● **Document**
++++++++

Why do we not look at the idea of putting more police back on the streets where we can help kids? We could give them a little more authority to work with the kids rather than having to follow the little book right to the letter. Put more police out there. Oh, but that costs more money.

I have an idea. Let us not register the rifles and shotguns. Let us take that $85 million, using the justice minister's own figures, and hire another 2,000 police. If we used the auditor general's figure of $1 billion, then we should not hire 2,000 police, we should hire 20,000. If that is going to help prevent crime it will mean a great amount of savings to society as a whole. It will mean a great deal to the morals and values of our communities.

When I was a school principal if any violence broke out at the school and it looked as if things were getting a little carried away, the last thing I would do would be to give them blackjacks and clubs. That is what the government is doing with bleach projects, condoms and all these other things. It is telling the prisoners that it is okay and we will make it better.

++++++++

● **Required work**
Output the part of the speech starting with "Why do we not" and going on through "costs more money.", copied word for word. Rely only on the speech above.

Items in a dataset:

++++++++

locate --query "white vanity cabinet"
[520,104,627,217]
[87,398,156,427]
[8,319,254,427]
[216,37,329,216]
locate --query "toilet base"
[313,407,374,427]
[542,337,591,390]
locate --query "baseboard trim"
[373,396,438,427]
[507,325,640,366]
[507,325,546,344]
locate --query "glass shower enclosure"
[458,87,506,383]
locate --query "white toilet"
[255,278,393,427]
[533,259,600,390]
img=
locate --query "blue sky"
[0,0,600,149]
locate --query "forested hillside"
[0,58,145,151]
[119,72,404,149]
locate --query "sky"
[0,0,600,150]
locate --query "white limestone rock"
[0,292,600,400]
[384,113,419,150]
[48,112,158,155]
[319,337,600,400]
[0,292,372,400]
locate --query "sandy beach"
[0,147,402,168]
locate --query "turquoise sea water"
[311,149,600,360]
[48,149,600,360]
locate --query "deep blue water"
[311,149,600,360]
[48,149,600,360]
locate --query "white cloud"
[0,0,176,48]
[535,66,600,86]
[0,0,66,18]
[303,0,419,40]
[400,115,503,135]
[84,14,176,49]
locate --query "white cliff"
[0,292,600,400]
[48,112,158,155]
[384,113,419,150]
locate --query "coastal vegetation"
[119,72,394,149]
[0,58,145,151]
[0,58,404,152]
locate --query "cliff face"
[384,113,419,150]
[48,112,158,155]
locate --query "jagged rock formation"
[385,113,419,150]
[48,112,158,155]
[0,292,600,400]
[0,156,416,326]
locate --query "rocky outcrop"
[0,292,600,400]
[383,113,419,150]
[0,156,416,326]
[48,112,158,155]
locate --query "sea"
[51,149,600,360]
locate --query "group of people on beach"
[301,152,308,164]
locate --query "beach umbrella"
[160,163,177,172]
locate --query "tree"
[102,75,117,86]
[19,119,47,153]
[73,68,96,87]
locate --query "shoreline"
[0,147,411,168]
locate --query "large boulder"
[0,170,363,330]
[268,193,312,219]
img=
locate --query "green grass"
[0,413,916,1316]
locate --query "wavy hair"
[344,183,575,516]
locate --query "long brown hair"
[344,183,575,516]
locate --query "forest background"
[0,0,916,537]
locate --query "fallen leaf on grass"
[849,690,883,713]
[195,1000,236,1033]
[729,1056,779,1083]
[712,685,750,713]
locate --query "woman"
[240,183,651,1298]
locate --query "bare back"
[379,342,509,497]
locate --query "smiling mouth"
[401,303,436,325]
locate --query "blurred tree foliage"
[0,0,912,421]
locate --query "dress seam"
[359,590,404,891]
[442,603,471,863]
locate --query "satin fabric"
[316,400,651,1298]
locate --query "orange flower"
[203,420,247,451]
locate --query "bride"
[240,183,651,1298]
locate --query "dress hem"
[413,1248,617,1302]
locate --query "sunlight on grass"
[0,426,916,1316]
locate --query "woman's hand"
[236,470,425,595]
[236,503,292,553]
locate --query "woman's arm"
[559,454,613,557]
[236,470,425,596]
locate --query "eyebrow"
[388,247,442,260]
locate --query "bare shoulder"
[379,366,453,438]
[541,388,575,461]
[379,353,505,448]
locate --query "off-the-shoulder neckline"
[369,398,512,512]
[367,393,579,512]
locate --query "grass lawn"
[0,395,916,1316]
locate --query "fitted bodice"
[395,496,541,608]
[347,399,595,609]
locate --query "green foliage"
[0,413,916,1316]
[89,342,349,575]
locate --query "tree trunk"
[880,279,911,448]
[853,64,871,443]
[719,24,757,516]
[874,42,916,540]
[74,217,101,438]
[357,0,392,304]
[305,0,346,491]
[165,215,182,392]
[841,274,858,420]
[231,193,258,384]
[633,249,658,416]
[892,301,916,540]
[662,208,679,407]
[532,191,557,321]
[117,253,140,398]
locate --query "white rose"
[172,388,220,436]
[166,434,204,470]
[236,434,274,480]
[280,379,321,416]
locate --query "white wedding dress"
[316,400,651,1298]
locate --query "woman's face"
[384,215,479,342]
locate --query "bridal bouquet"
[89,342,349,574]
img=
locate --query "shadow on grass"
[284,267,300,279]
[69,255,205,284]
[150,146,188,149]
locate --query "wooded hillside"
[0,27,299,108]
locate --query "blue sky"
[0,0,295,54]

++++++++

● **Exercise answer**
Why do we not look at the idea of putting more police back on the streets where we can help kids? We could give them a little more authority to work with the kids rather than having to follow the little book right to the letter. Put more police out there. Oh, but that costs more money.